### YOUR INSTRUCTIONS
Your answer must be an exact copy of the entries, containing no images.

Image point grounding data
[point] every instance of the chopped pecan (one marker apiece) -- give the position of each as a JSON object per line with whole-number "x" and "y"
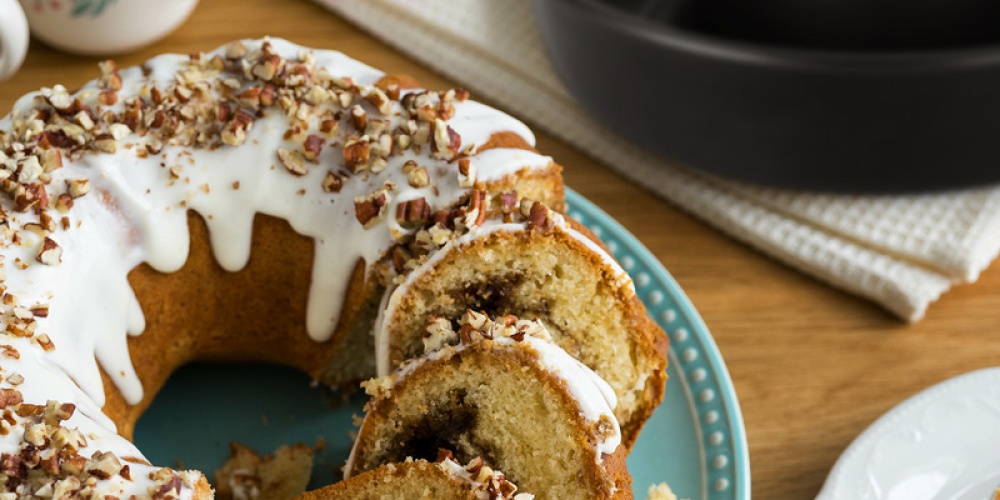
{"x": 369, "y": 210}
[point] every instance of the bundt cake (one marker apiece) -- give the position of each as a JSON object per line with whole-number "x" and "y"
{"x": 423, "y": 480}
{"x": 259, "y": 202}
{"x": 500, "y": 390}
{"x": 531, "y": 262}
{"x": 118, "y": 195}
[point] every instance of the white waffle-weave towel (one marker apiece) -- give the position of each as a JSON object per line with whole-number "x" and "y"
{"x": 902, "y": 252}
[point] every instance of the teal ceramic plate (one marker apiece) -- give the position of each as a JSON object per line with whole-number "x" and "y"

### EXPECTED ANSWER
[point] every instance of the chopped pecan (one marker apiece) -- give the position of each as a JSON object per line with whole-number "x" and "y"
{"x": 369, "y": 210}
[point] every instance of the bundt cake (one marker apiece) -- give the position of each as a JSON object per line with whole-number "x" and "y"
{"x": 423, "y": 480}
{"x": 259, "y": 202}
{"x": 500, "y": 390}
{"x": 531, "y": 262}
{"x": 118, "y": 195}
[point] every instance of the white waffle-weave towel (one marker apiece) -- give the position of each as a JSON object per line with whole-number "x" and "y"
{"x": 902, "y": 252}
[point] every instance of the teal ceramic plate (one marker apiece) -- give the position of each as a JSON object per line with whole-number "x" and "y"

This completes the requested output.